Rows of data for box annotation:

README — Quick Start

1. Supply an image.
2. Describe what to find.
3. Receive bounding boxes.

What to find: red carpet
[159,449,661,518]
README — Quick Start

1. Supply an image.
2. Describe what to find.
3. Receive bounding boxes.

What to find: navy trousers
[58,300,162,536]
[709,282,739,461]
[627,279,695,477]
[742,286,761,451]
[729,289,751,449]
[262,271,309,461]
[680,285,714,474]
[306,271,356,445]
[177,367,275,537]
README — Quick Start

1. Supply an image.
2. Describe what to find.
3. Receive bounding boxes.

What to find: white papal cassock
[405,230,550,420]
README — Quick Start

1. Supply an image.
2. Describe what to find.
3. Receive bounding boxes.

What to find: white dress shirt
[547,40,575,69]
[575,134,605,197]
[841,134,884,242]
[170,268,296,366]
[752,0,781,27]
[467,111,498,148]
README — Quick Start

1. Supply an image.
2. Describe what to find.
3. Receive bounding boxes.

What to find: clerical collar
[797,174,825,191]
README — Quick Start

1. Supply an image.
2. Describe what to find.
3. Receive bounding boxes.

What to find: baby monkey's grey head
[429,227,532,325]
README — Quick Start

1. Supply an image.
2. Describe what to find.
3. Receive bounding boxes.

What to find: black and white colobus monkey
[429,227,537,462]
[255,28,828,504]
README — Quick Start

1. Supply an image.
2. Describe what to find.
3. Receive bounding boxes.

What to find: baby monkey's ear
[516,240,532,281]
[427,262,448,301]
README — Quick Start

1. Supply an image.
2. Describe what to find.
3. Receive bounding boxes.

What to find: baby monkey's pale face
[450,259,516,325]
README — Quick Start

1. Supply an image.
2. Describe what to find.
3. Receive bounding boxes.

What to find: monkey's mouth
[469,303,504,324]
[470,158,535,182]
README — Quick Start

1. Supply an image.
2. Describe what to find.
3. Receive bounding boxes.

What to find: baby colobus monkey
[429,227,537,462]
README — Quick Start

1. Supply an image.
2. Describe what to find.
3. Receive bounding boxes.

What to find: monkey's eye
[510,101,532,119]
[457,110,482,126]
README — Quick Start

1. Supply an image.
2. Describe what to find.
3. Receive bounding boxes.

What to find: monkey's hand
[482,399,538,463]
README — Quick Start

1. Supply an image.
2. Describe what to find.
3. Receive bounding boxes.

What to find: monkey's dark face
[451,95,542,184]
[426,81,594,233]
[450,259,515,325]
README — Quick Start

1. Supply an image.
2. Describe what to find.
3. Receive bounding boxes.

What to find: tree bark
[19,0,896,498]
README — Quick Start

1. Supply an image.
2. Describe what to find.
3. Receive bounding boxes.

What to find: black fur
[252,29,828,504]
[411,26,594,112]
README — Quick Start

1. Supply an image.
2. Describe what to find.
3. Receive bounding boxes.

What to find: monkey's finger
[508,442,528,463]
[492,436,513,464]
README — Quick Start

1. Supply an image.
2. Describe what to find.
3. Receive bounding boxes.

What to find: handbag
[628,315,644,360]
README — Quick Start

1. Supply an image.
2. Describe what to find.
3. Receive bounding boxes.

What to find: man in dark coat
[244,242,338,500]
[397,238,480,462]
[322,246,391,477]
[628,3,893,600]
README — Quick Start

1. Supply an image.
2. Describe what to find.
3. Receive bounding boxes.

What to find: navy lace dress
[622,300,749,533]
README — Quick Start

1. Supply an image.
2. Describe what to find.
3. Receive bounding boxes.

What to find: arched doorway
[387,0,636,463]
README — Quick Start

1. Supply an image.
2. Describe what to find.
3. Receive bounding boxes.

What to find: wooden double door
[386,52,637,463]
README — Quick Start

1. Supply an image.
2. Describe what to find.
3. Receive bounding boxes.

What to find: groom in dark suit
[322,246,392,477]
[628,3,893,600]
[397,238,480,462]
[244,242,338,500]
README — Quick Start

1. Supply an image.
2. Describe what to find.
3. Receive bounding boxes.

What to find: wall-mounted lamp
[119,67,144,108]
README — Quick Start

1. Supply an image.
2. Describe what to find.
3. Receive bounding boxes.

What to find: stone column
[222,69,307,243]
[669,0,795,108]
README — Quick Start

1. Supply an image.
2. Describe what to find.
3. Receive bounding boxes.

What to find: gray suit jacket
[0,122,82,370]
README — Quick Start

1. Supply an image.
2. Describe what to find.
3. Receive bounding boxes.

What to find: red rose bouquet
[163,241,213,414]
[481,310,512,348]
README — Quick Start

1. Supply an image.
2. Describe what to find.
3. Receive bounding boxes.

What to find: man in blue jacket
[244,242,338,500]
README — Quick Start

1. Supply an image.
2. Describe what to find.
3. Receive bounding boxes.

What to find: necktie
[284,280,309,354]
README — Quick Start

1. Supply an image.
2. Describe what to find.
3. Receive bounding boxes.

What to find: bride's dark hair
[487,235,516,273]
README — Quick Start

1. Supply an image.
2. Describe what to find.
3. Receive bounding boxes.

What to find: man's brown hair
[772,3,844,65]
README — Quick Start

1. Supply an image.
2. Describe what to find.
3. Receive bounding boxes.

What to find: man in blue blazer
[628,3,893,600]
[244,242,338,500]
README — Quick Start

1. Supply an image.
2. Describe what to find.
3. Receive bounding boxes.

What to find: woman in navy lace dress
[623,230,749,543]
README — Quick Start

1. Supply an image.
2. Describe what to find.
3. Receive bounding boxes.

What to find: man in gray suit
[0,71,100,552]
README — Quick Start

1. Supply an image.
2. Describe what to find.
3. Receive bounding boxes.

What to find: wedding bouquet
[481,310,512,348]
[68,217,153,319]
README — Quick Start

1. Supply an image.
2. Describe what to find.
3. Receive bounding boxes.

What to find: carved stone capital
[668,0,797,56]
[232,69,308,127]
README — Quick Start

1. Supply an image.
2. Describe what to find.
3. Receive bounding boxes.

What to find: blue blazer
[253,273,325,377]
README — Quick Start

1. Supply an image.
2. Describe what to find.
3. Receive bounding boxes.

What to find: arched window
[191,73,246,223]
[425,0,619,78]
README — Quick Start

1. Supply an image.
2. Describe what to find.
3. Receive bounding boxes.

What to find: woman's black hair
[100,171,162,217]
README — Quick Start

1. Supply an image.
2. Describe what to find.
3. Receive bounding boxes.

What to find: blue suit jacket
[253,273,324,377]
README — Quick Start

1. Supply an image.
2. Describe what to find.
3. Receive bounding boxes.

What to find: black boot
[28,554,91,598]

Short problem: Gather every line of the data above that contains the word "baby", and copy each one out in full.

Exercise output:
What to find: baby monkey's grey head
What to find: baby monkey's ear
What to find: baby monkey's pale face
What to find: baby colobus monkey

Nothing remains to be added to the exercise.